DATASET ENTRIES Start Marker

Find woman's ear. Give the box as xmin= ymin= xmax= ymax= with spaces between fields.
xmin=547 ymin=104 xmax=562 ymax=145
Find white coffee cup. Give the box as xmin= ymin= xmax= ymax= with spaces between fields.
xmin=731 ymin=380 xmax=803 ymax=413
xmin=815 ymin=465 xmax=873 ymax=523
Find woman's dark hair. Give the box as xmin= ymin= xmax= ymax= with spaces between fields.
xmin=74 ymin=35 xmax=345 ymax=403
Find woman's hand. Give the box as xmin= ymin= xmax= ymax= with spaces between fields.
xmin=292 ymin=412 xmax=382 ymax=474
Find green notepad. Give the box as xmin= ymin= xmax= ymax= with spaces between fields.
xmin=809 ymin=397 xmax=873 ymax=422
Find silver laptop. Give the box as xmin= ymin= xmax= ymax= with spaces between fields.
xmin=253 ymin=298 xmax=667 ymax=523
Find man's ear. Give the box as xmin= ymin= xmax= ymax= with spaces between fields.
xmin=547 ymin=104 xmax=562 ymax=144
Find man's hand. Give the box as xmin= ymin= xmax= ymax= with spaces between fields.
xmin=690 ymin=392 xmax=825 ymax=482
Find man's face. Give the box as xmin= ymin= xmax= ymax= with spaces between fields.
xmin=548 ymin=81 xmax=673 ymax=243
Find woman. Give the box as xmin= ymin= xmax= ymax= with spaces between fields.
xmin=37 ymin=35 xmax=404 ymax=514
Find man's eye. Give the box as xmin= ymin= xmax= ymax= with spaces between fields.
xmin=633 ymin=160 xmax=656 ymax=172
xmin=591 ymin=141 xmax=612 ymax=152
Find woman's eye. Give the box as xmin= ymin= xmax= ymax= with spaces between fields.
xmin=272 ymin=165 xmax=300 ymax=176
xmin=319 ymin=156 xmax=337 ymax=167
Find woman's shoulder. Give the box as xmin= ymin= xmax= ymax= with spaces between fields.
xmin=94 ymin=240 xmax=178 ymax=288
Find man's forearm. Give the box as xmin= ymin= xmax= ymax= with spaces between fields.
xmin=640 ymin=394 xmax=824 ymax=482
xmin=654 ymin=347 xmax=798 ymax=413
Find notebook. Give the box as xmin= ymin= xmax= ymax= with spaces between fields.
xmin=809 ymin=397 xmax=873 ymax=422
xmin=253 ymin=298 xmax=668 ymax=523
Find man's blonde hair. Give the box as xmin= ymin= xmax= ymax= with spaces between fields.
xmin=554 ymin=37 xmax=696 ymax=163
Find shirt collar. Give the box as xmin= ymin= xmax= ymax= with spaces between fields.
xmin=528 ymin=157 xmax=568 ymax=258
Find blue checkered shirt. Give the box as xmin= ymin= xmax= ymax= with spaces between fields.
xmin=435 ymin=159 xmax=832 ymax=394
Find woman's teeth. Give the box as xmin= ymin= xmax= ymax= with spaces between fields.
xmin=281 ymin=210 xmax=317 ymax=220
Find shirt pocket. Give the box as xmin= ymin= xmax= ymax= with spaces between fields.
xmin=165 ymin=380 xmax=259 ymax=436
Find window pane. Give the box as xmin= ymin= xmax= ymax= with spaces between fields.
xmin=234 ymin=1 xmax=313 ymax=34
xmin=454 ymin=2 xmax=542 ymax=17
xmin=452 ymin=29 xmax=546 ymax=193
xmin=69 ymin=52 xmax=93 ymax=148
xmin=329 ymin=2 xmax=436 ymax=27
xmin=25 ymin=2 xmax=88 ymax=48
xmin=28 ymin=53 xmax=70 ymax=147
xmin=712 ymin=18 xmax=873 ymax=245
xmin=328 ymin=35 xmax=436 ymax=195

DATASET ENTRIES End Marker

EXERCISE GOAL -
Return all of the listing above exactly, leaving nothing out.

EXERCISE ANSWER -
Find woman's ear. Give the box as xmin= ymin= xmax= ymax= with spaces between fields.
xmin=547 ymin=104 xmax=562 ymax=145
Find white coffee cup. Give the box as xmin= ymin= xmax= ymax= with spaces between fields.
xmin=731 ymin=380 xmax=803 ymax=413
xmin=815 ymin=465 xmax=873 ymax=523
Find woman's dark hair. Give the box as xmin= ymin= xmax= ymax= with spaces between fields.
xmin=74 ymin=35 xmax=345 ymax=403
Find woman's hand. Give the box as xmin= ymin= xmax= ymax= with spaces between fields.
xmin=292 ymin=412 xmax=382 ymax=474
Find green notepad. Give the box as xmin= ymin= xmax= ymax= with spaces between fields.
xmin=809 ymin=397 xmax=873 ymax=422
Find silver laptop. Give the box as xmin= ymin= xmax= ymax= with spaces between fields.
xmin=253 ymin=298 xmax=667 ymax=523
Find man's ear. Give the box as xmin= ymin= xmax= ymax= with spaces between fields.
xmin=547 ymin=104 xmax=562 ymax=144
Find man's hand. Give the box as xmin= ymin= xmax= ymax= with spaces between fields.
xmin=690 ymin=392 xmax=825 ymax=482
Find man's face. Give the box as xmin= ymin= xmax= ymax= with spaces between fields.
xmin=548 ymin=81 xmax=673 ymax=243
Find woman. Give the box as xmin= ymin= xmax= ymax= with spaces between fields.
xmin=37 ymin=35 xmax=404 ymax=514
Find man's eye. Give the box as xmin= ymin= xmax= ymax= with spaces between fields.
xmin=633 ymin=160 xmax=656 ymax=172
xmin=591 ymin=141 xmax=612 ymax=152
Find woman's eye. Give the box as xmin= ymin= xmax= ymax= with spaces between fields.
xmin=272 ymin=165 xmax=300 ymax=176
xmin=319 ymin=156 xmax=337 ymax=167
Find woman's shoulder. Give the box as xmin= ymin= xmax= ymax= with spaces between fields.
xmin=94 ymin=240 xmax=178 ymax=288
Find man's forearm. Give the box as xmin= ymin= xmax= ymax= with spaces between fields.
xmin=640 ymin=394 xmax=824 ymax=482
xmin=654 ymin=347 xmax=798 ymax=413
Find notebook. Give the box as xmin= ymin= xmax= ymax= with spaces between fields.
xmin=809 ymin=397 xmax=873 ymax=422
xmin=253 ymin=298 xmax=668 ymax=523
Find man's blonde hair. Give the box as xmin= ymin= xmax= ymax= with spaces between fields.
xmin=554 ymin=37 xmax=696 ymax=163
Find shirt collar. Give the box as xmin= ymin= xmax= ymax= with spaces between fields.
xmin=528 ymin=157 xmax=568 ymax=258
Find blue checkered shirt. Give the box as xmin= ymin= xmax= ymax= with spaces between fields.
xmin=435 ymin=159 xmax=832 ymax=394
Find woman's teeth. Give the box as xmin= ymin= xmax= ymax= with spaces between fields.
xmin=281 ymin=210 xmax=317 ymax=220
Find shirt pocket. Give the box as xmin= ymin= xmax= ymax= with spaces between fields.
xmin=165 ymin=380 xmax=259 ymax=436
Find window pane. Give the box as xmin= ymin= xmax= ymax= with spaces between fields.
xmin=234 ymin=1 xmax=313 ymax=34
xmin=454 ymin=2 xmax=542 ymax=17
xmin=452 ymin=29 xmax=546 ymax=193
xmin=69 ymin=52 xmax=93 ymax=148
xmin=329 ymin=2 xmax=436 ymax=27
xmin=25 ymin=2 xmax=88 ymax=48
xmin=28 ymin=53 xmax=70 ymax=147
xmin=712 ymin=18 xmax=873 ymax=245
xmin=328 ymin=35 xmax=436 ymax=195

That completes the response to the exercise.